[QUESTIONS TO ANSWER]
(a) According to the article on Singapore's exports, why did Singapore lower its 2012 forecasts for export growth and economic expansion?
(b) Extend the article on Singapore's export decline, picking up right after its final sentence.

Singapore sees exports decline again
Weak electronics sector and falling US demand sees exports slump for third time in four months
Singapore's exports unexpectedly fell for the third time in four months last month as shipments of electronics slumped and companies sold fewer goods to US customers.
Non-oil domestic exports fell 2.5 per cent last month from a year earlier, after a 7.9 per cent gain in October, the trade promotion agency said in a statement yesterday.
The median of 11 estimates in a survey was for a 1.7 per cent increase.
Singapore lowered its 2012 forecasts for export growth and economic expansion last month, as a global slowdown weighs on demand for its goods and services.
A report last week showed US companies were keeping inventories lean amid concern a recovery could stall if the country failed to avert a package of government spending cuts and tax increases which are set to take effect early next year.
"We expect electronics exports to underperform in 2013," Chester Liaw, a Singapore-based economist at Forecast Pte, said before the report.
"We only expect a 2 per cent rise in non-oil domestic exports over 2013, and that's coming on the back of a series of low base effects in electronics."

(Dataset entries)
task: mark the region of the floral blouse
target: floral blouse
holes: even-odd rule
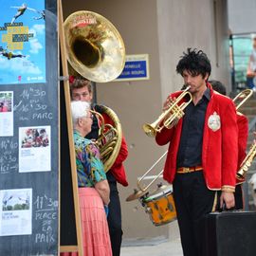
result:
[[[97,182],[106,179],[99,149],[90,139],[74,131],[76,164],[79,187],[94,187]]]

[ANSWER SET]
(a) Singapore lowered both forecasts because a global slowdown was weighing on demand for its goods and services.

(b)
Singapore's exports are forecast by the Trade Ministry to rise 2 per cent to 3 per cent in 2012, and up to 4 per cent next year.
Electronics shipments by companies such as Venture Corp fell 16.5 per cent last month from a year earlier.
That compared to an 0.8 per cent slip in shipments the previous month, according to the report.
Non-electronics shipments, which include petrochemicals and pharmaceuticals, climbed 6.3 per cent.
Petrochemical exports gained 4.1 per cent, while pharmaceutical shipments increased 29.6 per cent after rising 2.7 per cent in October.
Singapore's non-oil exports fell a seasonally adjusted 0.3 per cent last month from October, when they dropped 1.2 per cent, yesterday's report showed.